* _What the task asks_
For the entries that follow, restate word for word the line containing "target | swirling liquid", the line containing "such as <point>377,175</point>", and every line that lies between them.

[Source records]
---

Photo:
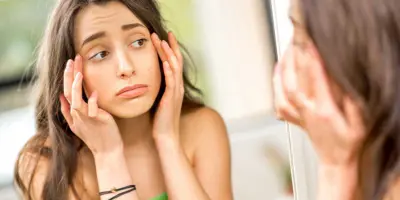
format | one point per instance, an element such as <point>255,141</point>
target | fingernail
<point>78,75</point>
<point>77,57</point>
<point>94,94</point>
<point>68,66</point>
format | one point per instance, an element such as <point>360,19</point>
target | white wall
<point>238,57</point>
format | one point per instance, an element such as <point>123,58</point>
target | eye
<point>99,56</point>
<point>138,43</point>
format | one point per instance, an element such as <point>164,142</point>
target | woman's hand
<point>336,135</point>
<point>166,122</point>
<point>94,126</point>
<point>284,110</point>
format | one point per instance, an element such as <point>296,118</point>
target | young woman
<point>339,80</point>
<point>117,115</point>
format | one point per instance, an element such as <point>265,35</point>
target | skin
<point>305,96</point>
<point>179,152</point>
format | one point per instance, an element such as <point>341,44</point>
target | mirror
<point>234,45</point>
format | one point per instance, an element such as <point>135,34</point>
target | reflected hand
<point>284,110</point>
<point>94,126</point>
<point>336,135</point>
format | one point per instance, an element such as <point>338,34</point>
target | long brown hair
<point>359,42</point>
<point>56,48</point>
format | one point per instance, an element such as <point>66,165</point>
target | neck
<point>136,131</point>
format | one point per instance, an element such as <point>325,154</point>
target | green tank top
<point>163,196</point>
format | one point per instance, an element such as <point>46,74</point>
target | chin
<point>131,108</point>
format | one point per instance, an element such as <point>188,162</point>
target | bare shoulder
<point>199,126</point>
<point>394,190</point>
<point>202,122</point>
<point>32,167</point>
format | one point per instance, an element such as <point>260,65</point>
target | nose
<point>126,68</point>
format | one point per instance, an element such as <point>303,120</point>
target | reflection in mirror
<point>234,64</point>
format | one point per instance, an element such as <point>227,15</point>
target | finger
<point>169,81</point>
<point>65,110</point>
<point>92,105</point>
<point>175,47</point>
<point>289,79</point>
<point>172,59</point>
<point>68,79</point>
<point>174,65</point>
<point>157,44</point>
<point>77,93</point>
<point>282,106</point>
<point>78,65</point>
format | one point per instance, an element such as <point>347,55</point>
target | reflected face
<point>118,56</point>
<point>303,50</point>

---

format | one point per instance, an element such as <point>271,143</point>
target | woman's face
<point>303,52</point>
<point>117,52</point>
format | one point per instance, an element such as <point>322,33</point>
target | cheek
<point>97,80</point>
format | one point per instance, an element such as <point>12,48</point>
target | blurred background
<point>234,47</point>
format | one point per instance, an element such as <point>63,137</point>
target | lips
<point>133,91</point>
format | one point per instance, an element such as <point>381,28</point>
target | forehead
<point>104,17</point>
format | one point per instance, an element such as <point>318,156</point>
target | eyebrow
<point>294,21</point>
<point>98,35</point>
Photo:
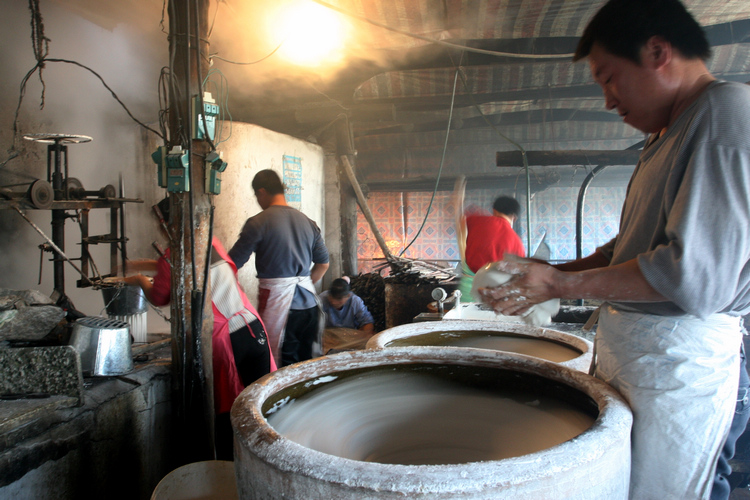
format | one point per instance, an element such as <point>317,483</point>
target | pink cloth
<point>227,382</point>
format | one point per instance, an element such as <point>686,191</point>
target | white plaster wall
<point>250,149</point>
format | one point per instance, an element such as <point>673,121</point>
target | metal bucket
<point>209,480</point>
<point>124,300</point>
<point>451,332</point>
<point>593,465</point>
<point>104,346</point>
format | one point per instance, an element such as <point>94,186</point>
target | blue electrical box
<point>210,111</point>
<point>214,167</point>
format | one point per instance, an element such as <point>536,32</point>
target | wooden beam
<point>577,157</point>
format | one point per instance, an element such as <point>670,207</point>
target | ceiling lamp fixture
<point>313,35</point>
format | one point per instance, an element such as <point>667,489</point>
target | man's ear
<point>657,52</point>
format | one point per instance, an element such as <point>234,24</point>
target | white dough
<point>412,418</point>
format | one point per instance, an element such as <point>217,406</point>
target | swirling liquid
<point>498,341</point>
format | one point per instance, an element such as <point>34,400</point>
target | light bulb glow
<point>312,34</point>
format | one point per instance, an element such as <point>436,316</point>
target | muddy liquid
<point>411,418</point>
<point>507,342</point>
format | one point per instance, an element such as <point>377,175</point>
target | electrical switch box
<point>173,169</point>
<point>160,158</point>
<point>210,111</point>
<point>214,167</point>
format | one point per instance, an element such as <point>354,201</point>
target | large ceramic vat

---

* _Output below_
target | swirling liquid
<point>498,341</point>
format | one point per instance, an element such as <point>34,400</point>
target | light bulb glow
<point>312,34</point>
format | one point per instance, an element such as <point>436,316</point>
target | muddy liquid
<point>411,418</point>
<point>507,342</point>
format | one point per instance, an element such as <point>377,175</point>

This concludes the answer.